● About this task
Every line in the records below between the one holding "point: gray sky" and the one holding "point: green leafy", inclusive, is to be set down exactly; all other lines are to be left out.

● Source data
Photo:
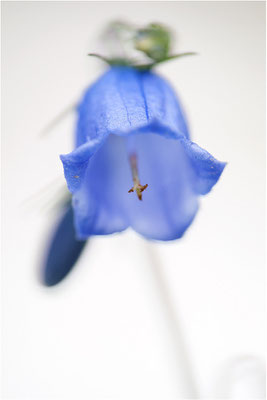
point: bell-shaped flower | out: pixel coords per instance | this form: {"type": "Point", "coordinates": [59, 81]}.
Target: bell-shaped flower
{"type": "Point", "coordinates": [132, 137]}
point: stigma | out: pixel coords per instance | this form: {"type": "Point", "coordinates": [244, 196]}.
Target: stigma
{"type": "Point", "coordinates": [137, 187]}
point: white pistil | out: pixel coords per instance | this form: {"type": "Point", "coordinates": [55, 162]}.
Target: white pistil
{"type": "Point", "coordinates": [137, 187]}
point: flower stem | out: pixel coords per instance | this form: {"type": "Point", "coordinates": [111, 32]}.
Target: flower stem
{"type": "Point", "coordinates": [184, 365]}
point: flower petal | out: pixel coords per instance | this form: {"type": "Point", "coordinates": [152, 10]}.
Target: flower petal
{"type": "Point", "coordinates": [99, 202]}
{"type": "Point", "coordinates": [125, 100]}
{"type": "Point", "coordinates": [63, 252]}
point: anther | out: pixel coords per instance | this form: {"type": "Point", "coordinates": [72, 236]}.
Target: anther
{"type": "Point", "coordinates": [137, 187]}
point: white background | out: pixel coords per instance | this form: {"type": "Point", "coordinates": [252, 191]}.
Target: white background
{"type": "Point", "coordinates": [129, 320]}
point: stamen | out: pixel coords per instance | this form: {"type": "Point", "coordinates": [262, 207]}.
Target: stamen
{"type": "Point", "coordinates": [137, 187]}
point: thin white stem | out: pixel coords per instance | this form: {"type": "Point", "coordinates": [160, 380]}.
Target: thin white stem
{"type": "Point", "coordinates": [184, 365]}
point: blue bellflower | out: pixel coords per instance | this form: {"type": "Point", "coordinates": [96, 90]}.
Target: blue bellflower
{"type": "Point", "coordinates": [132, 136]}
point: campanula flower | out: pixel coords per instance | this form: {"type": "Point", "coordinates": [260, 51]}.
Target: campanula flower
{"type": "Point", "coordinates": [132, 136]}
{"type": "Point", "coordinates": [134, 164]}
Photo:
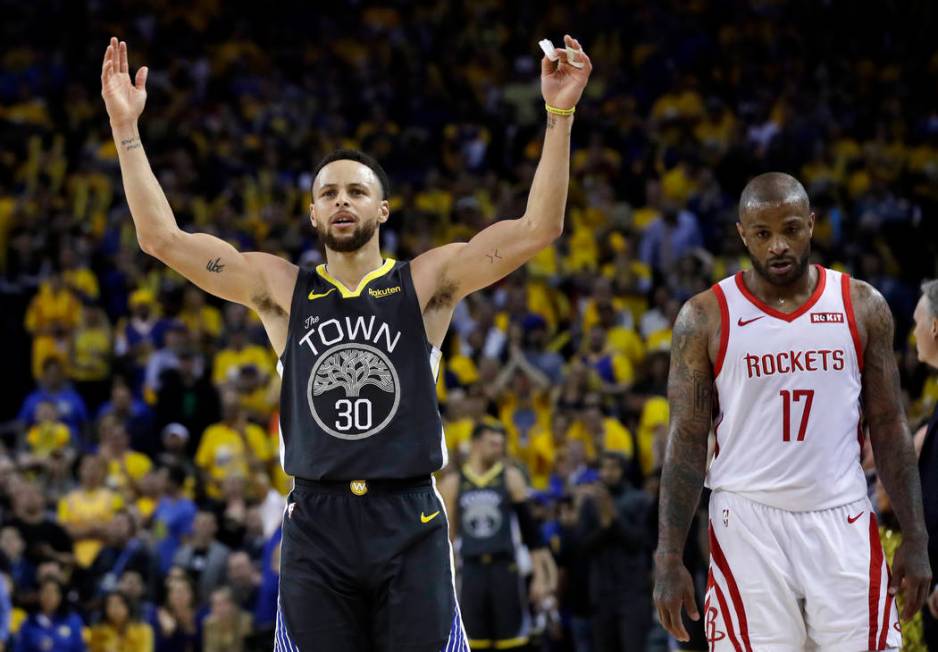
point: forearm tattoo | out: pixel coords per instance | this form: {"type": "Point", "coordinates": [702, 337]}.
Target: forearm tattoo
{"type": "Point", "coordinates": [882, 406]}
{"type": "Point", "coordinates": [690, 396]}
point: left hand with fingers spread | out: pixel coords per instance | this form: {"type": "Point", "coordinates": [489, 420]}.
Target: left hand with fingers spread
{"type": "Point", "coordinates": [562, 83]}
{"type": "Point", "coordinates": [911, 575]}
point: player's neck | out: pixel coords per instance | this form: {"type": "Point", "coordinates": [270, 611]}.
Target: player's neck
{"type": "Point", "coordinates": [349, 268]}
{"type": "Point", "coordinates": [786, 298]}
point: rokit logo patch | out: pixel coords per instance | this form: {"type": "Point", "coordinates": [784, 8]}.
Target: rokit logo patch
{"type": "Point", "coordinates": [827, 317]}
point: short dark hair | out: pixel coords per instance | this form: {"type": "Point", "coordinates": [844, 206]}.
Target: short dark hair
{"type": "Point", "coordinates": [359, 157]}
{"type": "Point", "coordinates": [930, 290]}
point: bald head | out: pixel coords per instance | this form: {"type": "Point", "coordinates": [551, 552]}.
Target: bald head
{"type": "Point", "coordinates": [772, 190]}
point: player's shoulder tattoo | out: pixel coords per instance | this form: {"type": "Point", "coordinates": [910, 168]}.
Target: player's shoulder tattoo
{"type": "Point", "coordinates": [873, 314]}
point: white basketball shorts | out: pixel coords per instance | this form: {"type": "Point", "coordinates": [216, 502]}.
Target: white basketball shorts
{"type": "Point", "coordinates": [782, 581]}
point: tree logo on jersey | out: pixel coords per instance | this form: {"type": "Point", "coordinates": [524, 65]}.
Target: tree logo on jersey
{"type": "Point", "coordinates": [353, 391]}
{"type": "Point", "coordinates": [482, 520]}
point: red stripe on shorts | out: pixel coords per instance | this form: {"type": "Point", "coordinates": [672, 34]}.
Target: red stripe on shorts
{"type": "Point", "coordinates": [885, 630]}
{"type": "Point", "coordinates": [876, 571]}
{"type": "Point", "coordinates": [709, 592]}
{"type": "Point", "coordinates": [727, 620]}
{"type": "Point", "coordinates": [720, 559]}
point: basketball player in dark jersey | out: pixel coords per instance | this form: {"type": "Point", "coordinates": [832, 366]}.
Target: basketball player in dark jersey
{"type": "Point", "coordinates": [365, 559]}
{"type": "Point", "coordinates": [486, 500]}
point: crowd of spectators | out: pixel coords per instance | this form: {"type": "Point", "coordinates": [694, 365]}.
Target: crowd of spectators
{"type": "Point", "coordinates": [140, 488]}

---

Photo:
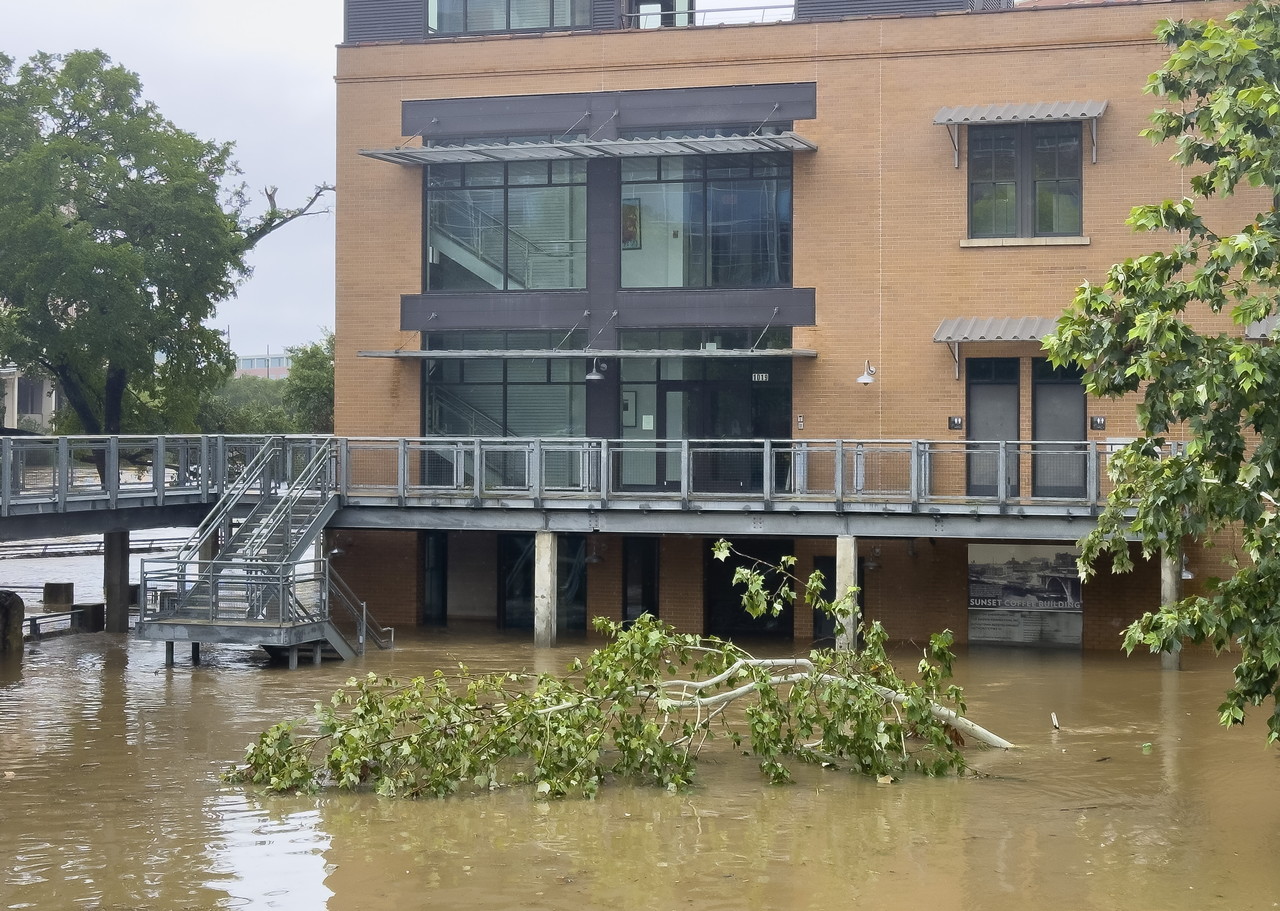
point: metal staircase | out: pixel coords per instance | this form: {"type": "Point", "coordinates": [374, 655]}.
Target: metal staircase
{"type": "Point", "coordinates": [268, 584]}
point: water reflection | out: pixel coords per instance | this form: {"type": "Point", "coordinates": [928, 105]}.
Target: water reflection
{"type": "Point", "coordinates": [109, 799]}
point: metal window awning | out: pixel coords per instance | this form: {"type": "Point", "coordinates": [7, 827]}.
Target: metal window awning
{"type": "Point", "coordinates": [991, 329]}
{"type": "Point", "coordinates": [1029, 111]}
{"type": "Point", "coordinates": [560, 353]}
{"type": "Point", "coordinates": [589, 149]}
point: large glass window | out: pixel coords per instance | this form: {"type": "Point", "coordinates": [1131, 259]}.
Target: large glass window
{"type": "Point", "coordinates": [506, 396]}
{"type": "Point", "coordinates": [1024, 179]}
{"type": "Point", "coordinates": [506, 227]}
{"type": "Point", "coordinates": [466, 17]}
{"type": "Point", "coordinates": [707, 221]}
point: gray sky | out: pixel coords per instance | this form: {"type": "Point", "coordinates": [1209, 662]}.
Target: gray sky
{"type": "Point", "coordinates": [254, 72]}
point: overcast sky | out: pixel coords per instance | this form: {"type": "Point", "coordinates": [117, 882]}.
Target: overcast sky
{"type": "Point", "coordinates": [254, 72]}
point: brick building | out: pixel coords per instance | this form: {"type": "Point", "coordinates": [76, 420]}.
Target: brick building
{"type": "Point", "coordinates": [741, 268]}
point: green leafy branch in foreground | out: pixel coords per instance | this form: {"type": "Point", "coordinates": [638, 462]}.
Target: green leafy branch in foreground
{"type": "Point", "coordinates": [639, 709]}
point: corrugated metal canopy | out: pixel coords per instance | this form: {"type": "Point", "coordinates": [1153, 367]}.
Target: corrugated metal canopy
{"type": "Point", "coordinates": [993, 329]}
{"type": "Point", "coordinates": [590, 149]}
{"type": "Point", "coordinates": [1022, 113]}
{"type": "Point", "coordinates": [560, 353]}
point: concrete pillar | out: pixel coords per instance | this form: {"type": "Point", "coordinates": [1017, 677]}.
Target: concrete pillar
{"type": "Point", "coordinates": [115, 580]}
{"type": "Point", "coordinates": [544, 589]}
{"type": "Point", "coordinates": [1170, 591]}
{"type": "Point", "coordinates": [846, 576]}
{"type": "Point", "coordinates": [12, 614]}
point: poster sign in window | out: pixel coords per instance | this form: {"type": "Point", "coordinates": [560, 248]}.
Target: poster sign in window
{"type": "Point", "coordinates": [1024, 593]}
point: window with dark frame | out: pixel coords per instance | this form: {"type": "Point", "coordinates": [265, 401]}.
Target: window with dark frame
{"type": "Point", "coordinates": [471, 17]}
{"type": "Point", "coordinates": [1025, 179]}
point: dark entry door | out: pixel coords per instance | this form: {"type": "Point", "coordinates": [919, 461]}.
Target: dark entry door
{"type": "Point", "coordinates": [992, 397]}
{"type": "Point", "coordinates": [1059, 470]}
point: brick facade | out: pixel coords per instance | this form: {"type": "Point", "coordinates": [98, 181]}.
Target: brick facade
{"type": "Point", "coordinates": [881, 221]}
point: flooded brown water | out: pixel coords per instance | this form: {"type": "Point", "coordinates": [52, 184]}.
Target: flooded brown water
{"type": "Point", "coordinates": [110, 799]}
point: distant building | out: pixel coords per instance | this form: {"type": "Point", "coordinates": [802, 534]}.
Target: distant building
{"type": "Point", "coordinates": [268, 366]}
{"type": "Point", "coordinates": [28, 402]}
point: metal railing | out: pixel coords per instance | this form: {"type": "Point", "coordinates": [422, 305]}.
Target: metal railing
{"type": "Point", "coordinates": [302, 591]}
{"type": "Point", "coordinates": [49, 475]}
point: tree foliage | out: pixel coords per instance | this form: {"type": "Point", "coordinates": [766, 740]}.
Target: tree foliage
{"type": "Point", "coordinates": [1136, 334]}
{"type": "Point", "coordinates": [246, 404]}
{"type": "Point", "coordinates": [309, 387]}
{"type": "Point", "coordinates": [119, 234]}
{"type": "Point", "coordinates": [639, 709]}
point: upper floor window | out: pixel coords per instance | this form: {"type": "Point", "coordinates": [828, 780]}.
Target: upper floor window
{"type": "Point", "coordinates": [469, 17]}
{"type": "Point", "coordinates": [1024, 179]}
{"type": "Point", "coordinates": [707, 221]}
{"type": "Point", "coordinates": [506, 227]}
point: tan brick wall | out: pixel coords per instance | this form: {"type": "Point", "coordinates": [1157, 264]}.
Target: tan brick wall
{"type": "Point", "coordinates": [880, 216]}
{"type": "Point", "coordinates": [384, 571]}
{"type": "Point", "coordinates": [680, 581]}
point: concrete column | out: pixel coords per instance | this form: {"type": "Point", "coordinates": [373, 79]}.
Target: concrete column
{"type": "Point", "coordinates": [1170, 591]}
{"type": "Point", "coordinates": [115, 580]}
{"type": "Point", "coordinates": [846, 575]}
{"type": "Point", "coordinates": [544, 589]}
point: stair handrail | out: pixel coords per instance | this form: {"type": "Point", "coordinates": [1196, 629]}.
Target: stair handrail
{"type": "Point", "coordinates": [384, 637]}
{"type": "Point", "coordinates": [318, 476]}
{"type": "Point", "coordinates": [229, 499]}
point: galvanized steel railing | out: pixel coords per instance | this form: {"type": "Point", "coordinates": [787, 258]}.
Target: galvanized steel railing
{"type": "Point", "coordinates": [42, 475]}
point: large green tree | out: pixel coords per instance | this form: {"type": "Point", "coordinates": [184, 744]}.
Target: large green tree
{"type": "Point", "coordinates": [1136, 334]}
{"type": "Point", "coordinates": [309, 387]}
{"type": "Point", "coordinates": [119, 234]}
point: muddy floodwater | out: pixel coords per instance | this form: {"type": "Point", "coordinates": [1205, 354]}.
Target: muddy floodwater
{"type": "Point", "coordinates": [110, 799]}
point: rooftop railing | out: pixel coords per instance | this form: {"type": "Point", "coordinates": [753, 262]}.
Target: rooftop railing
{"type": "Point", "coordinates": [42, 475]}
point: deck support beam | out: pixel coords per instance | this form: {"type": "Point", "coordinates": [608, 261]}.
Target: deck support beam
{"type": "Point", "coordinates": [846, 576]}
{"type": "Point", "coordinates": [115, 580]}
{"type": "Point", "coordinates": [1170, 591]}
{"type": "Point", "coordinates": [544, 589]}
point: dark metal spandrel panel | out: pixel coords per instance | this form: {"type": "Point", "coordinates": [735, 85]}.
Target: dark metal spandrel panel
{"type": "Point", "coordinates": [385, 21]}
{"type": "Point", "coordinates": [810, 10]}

...

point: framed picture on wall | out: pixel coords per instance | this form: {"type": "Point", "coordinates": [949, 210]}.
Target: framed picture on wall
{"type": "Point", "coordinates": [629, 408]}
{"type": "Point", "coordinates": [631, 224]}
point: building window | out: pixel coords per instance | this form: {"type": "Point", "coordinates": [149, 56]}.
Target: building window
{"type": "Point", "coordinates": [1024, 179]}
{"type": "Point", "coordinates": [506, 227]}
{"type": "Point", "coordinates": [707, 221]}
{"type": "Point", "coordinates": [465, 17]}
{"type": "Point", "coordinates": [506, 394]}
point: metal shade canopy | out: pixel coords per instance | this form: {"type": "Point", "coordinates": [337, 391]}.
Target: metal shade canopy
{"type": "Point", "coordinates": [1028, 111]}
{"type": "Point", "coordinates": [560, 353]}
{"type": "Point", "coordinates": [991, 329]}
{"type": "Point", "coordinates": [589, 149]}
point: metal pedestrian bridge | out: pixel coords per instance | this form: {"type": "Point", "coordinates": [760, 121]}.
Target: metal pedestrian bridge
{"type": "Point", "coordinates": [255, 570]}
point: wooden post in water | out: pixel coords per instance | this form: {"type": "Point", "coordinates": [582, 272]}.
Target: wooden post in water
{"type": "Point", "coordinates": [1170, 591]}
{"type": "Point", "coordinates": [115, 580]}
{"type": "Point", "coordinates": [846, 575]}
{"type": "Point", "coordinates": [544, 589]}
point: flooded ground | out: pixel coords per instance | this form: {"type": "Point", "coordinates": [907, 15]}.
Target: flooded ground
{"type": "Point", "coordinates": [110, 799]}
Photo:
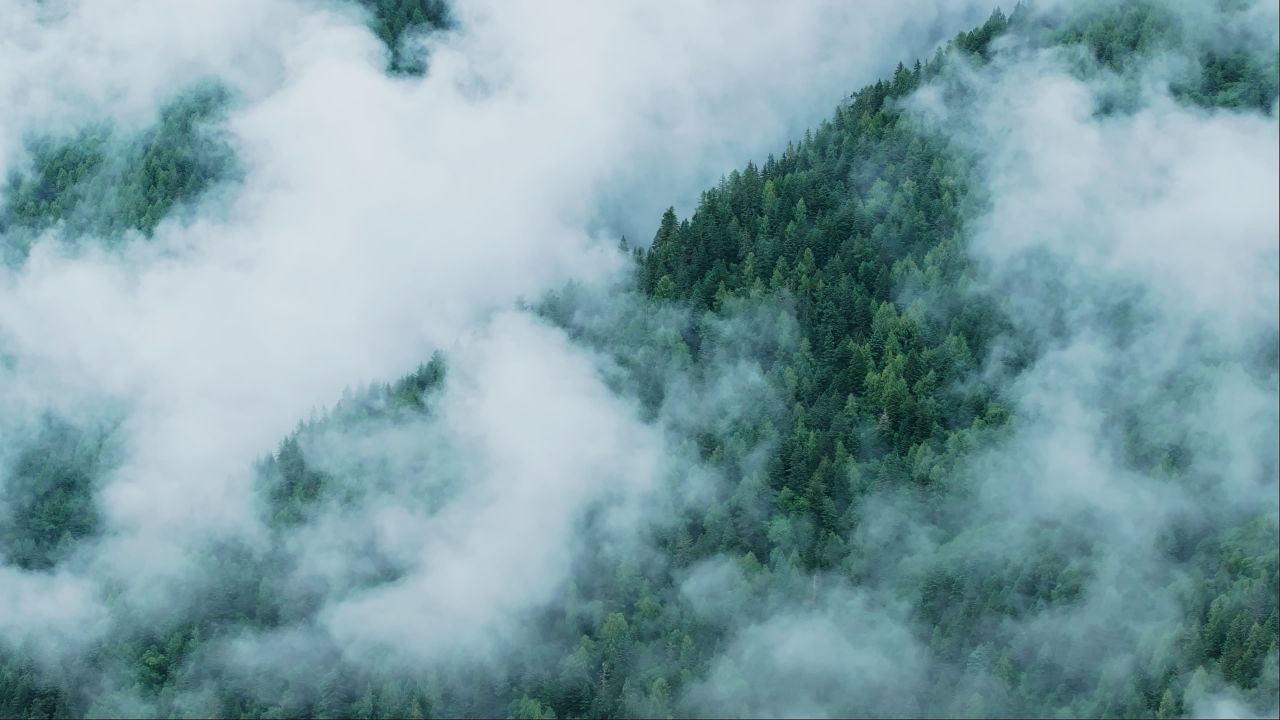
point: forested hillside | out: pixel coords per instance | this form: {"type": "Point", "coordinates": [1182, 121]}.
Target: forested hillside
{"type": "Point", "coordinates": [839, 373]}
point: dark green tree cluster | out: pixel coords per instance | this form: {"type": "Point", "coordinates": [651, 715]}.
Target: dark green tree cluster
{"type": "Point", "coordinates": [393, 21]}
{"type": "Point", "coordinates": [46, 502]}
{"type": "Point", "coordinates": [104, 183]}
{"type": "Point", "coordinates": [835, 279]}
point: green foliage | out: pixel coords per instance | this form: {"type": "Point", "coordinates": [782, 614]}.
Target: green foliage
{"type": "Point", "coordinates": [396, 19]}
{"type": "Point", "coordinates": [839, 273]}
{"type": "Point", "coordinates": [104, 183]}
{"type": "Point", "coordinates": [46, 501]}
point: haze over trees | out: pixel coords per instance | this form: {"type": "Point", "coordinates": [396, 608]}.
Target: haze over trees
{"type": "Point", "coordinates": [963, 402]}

● Worked solution
point: gray sky | out: pixel coords per instance | this form: {"type": "Point", "coordinates": [1209, 662]}.
Target: gray sky
{"type": "Point", "coordinates": [254, 72]}
point: overcast sky | out: pixel coords per instance | this form: {"type": "Point", "coordinates": [117, 882]}.
Target: overcast sky
{"type": "Point", "coordinates": [254, 72]}
point: brick building | out: pixel coords per instance | this form: {"type": "Point", "coordinates": [76, 420]}.
Target: brick building
{"type": "Point", "coordinates": [741, 268]}
point: green leafy branch in foreground | out: pixel coords per instance | this form: {"type": "Point", "coordinates": [638, 462]}.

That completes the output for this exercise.